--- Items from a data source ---
★ ★ ★

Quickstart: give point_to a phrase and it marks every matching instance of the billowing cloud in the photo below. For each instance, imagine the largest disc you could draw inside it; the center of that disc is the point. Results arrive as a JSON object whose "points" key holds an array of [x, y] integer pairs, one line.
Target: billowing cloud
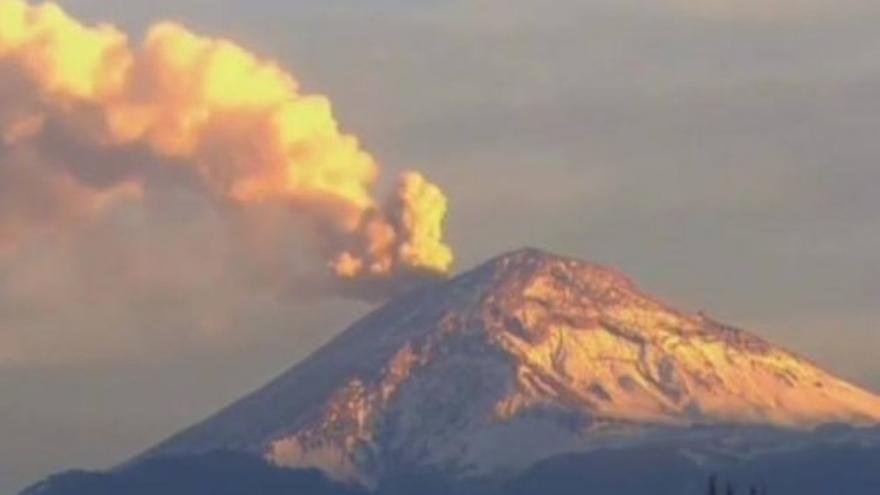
{"points": [[771, 10], [240, 127]]}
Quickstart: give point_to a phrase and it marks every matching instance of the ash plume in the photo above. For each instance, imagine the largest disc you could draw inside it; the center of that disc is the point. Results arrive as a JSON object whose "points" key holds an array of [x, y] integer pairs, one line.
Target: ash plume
{"points": [[239, 125]]}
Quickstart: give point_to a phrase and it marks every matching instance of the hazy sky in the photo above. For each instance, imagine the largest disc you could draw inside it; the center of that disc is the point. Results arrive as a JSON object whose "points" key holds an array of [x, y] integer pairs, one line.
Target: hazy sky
{"points": [[723, 153]]}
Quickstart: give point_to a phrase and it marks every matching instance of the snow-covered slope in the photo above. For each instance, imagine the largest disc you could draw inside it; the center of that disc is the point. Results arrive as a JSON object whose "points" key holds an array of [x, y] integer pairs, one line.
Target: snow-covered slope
{"points": [[527, 356]]}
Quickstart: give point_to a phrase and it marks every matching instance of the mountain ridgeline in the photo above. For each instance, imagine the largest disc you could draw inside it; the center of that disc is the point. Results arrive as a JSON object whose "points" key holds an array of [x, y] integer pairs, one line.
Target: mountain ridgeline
{"points": [[535, 373]]}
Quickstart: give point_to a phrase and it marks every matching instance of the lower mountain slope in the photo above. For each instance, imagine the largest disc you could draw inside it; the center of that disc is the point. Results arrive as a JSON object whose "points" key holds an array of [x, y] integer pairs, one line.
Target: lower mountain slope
{"points": [[526, 357]]}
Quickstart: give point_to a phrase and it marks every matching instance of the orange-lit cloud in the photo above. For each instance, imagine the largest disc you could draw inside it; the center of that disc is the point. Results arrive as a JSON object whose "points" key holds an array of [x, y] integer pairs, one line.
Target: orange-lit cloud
{"points": [[239, 123]]}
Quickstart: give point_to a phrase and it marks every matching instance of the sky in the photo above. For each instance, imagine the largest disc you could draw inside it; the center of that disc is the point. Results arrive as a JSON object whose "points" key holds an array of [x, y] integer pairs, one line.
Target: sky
{"points": [[722, 153]]}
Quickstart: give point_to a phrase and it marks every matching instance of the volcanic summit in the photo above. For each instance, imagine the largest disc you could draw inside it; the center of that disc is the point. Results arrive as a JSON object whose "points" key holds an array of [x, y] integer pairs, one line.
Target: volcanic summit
{"points": [[524, 357]]}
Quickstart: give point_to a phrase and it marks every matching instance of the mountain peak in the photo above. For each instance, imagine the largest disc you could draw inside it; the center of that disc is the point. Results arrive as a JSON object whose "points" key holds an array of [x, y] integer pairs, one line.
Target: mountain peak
{"points": [[528, 348]]}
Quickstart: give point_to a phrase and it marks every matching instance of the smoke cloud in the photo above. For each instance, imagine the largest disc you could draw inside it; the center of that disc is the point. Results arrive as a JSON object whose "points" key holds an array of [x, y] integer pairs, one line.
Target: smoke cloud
{"points": [[239, 125]]}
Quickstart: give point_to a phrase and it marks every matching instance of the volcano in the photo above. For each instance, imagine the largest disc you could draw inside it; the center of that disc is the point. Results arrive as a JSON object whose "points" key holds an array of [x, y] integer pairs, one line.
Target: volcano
{"points": [[526, 357]]}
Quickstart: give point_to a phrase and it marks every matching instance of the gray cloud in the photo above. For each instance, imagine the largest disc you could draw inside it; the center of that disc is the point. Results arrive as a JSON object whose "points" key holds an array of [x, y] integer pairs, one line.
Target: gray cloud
{"points": [[727, 162]]}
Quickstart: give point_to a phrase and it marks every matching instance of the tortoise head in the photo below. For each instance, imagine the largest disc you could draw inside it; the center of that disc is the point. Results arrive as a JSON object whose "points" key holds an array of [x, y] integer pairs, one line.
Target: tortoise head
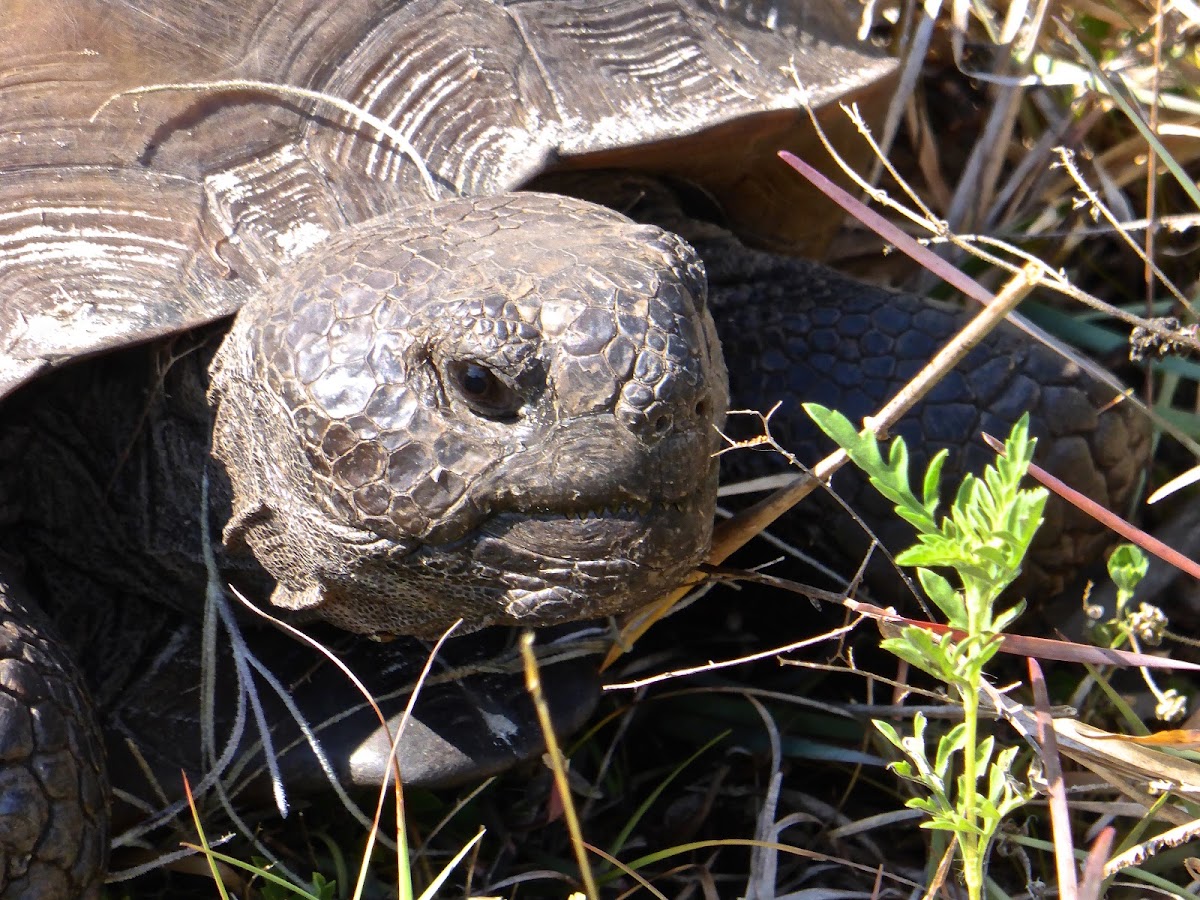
{"points": [[497, 409]]}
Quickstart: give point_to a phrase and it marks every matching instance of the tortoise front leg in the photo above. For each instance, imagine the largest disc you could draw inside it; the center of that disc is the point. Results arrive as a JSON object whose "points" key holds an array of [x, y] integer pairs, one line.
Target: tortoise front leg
{"points": [[53, 778]]}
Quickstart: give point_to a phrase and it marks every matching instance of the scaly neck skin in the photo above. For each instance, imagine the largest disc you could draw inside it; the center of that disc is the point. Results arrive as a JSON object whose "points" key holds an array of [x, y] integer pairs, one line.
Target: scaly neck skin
{"points": [[106, 511]]}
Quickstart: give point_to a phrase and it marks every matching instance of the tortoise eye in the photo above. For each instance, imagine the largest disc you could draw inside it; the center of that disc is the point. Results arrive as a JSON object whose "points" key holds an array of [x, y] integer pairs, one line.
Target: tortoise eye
{"points": [[484, 391]]}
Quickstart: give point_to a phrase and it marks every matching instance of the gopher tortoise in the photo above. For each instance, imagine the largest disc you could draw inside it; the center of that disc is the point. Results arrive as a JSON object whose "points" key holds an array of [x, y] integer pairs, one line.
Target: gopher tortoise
{"points": [[442, 399]]}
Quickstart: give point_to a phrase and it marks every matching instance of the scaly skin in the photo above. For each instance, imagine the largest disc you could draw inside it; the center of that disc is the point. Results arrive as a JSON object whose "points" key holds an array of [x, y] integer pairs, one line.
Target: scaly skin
{"points": [[53, 780], [497, 409]]}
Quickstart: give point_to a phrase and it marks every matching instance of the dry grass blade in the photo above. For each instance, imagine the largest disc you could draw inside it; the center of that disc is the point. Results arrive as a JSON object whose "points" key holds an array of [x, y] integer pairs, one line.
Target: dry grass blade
{"points": [[1146, 541], [557, 765], [1051, 767], [735, 533]]}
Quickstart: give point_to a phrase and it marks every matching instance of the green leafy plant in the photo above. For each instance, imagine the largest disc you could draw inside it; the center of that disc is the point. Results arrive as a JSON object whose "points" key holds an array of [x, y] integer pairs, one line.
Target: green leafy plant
{"points": [[983, 540]]}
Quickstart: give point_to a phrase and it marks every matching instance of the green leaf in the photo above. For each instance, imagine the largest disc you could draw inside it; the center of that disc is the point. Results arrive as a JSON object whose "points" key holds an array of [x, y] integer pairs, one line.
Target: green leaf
{"points": [[943, 595], [1127, 567]]}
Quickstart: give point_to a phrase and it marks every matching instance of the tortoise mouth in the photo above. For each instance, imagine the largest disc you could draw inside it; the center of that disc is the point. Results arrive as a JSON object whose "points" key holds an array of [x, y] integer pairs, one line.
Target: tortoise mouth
{"points": [[631, 533]]}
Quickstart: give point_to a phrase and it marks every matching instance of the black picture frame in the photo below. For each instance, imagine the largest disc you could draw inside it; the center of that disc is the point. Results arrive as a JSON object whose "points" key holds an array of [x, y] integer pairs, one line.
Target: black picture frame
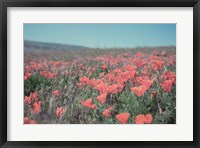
{"points": [[4, 4]]}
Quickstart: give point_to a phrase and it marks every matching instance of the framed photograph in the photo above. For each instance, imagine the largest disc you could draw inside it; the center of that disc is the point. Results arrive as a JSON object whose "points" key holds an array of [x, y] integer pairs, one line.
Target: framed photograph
{"points": [[100, 74]]}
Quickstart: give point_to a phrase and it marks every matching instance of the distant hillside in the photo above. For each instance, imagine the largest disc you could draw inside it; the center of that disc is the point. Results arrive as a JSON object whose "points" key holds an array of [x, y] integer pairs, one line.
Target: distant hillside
{"points": [[32, 45]]}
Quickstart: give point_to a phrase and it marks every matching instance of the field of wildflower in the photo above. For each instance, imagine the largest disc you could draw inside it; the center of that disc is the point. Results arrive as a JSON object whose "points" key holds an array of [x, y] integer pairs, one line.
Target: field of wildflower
{"points": [[98, 86]]}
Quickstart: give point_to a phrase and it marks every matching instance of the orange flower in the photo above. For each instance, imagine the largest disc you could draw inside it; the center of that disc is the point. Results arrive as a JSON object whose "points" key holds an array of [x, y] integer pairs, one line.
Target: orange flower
{"points": [[102, 98], [36, 107], [88, 103], [140, 119], [56, 93], [123, 117], [27, 121], [139, 91], [148, 118], [112, 88], [167, 85], [106, 112], [59, 111]]}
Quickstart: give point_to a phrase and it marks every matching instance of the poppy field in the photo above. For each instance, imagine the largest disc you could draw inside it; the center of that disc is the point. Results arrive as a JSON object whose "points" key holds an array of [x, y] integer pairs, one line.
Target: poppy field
{"points": [[100, 86]]}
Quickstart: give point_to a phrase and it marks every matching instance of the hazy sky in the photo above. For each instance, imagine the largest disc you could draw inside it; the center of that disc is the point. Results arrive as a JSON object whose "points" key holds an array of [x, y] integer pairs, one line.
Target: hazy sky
{"points": [[103, 35]]}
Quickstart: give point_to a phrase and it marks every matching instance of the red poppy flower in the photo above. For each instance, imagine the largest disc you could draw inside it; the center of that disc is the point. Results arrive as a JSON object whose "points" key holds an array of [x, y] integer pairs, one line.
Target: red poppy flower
{"points": [[28, 74], [123, 117], [27, 121], [148, 118], [59, 111], [106, 112], [88, 103], [139, 91], [56, 93], [101, 87], [146, 83], [27, 99], [102, 98], [140, 119], [25, 77], [167, 85], [112, 88], [36, 107], [34, 95], [154, 94], [104, 67]]}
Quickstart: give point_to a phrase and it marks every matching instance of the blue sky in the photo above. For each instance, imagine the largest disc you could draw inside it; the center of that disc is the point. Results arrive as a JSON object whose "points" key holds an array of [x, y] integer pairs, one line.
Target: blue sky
{"points": [[103, 35]]}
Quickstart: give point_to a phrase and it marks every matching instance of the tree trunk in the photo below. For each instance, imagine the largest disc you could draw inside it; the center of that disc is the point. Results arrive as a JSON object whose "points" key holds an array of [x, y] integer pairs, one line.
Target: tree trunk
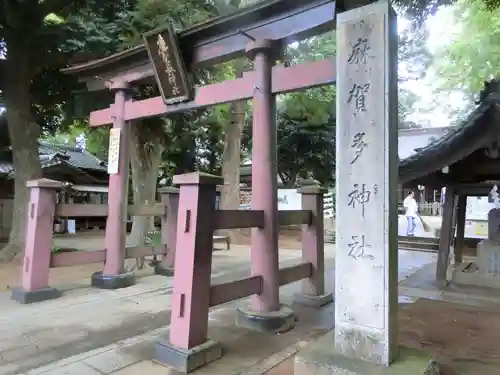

★ ★ ★

--- Work required ---
If a line in the records contains the string "tree", copy it out.

--- Exercise output ---
Quickstart: give point_to a phrase and it marks every matching instance of the tree trunk in the photo below. For each instance, imagine the largest disc you could draw inside it; the center of that disc is the point. Results arrive as a JSON object whose "points" key holds an array of [x, y] integer pairs, one line.
Target: tree trunk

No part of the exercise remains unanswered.